§ Data rows:
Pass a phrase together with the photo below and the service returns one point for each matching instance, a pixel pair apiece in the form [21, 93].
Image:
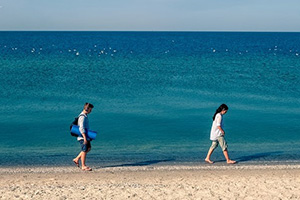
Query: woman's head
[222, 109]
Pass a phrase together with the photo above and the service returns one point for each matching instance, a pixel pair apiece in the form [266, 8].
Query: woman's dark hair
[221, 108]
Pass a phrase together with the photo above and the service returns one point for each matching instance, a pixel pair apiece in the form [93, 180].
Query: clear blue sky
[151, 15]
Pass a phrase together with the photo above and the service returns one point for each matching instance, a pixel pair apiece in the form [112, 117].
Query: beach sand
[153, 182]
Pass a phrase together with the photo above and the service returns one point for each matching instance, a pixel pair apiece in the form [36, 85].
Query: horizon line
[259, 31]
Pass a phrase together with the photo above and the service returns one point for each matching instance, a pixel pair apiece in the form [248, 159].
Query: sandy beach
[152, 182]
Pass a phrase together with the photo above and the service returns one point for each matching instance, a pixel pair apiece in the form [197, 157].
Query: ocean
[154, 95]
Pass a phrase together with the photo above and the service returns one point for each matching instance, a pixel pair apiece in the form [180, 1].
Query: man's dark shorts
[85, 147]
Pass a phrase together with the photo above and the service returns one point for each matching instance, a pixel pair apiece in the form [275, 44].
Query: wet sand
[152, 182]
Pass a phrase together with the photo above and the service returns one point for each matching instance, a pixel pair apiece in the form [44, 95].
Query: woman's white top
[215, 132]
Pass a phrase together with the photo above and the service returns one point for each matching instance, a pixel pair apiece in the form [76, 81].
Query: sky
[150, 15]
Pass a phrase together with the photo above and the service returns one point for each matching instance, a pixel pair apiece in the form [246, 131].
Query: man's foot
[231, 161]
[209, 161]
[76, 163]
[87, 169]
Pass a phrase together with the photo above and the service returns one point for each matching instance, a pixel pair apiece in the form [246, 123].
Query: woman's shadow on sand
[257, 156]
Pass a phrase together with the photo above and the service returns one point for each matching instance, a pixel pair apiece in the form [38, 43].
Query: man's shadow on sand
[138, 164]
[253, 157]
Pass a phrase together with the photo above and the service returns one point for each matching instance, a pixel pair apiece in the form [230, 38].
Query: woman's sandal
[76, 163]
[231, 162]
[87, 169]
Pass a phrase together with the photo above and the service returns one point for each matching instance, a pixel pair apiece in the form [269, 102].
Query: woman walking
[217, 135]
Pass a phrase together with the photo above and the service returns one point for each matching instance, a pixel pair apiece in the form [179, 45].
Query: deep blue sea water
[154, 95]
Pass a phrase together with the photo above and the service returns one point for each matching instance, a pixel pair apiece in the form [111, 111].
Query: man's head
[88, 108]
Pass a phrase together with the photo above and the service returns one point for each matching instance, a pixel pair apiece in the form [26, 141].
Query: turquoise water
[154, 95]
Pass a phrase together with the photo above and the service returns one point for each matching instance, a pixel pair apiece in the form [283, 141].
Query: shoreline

§ What you will do:
Reproduce all of the data above word for word, omitting the pictures.

§ Worked solution:
Pass a phrase together with the photo below and the service returns one point for each matching instance, a pixel pair apiece in the form [21, 93].
Image:
Query: woman's head
[222, 109]
Pass a phrase together with the photo above and the service returns one point for each matching instance, a pixel pair apiece in the form [266, 8].
Query: woman's dark hair
[221, 108]
Pass a phrase together with the photo above and the service returns one point for each matching instance, a pixel pair apiece in the form [93, 180].
Query: clear blue sky
[151, 15]
Pass a phrase together with the photo above and the service returns one point for each matching instance, a pixel pair apiece in the form [112, 117].
Query: beach sand
[153, 182]
Pass a phrase together with the photo above and the service returns one point for each matching instance, a pixel pair apiece in the form [36, 85].
Query: horizon line
[259, 31]
Pass a phrase together with the photo above and the service returns one point for each matching instance, a pixel pair apiece in the form [248, 159].
Query: sandy beach
[152, 182]
Pass a phrase together with the photo above and the service returns one point for each matching instance, a pixel pair apiece in the form [197, 157].
Query: ocean
[154, 95]
Pass a phrase together with the photo above and the service returns one point for each matching instance, a pixel pair apiece in the form [180, 1].
Query: man's dark shorts
[85, 147]
Pass a phrase together with the photo above and the service returns one point for each matching instance, a pixel pair apiece in the form [275, 44].
Query: wet sand
[152, 182]
Pass a phrase together with the photo above and the service returns one point for each matching instance, a pixel pair apiece in the form [44, 95].
Query: woman's white top
[215, 132]
Pass a phrase together with the photo above and the service returns one point for each matching instance, a pixel pair apiece in the form [76, 81].
Query: sky
[150, 15]
Pass a phrase together with the photo above and the service returns one point for each matching instance, a pixel pair apiece in the form [246, 131].
Query: man's foot
[231, 161]
[209, 161]
[76, 163]
[87, 169]
Pass a phrase together with the photo above and the service returns one point for each matching instance, a pixel pair apiece in the form [246, 123].
Query: woman's shadow on sand
[257, 156]
Pass a phrase together with the photo above and the service returns one point for each matching instance, a pixel pair apiece in the form [38, 43].
Query: man's shadow on sand
[138, 164]
[253, 157]
Pass a phrase together with the photo above and the service returns one point for each matching instance, a pixel pair apiece in the form [230, 38].
Query: woman's sandal
[76, 163]
[231, 162]
[87, 169]
Pass a phrase together with the photo above and the service returns one point for each matching instance, a pixel pair apiece in the form [269, 102].
Query: woman walking
[217, 135]
Pass a phrase together with the photo above and the service returns one point for each matching instance, a pixel pair apiece in the form [179, 45].
Query: deep blue sea water
[154, 95]
Pass a phrase together with the photo above and the service returns one point for each matching instance, a pixel pair apiece in the form [111, 111].
Query: man's head
[88, 108]
Pass a phrase together with the photo above and the service returns one point for each matching instance, a pixel pair apiece in the form [26, 141].
Query: turquoise water
[154, 95]
Pass a phrase together with the photo above and the service returns one point for each matching instance, a pixel pair apiece in the form [283, 141].
Query: shoreline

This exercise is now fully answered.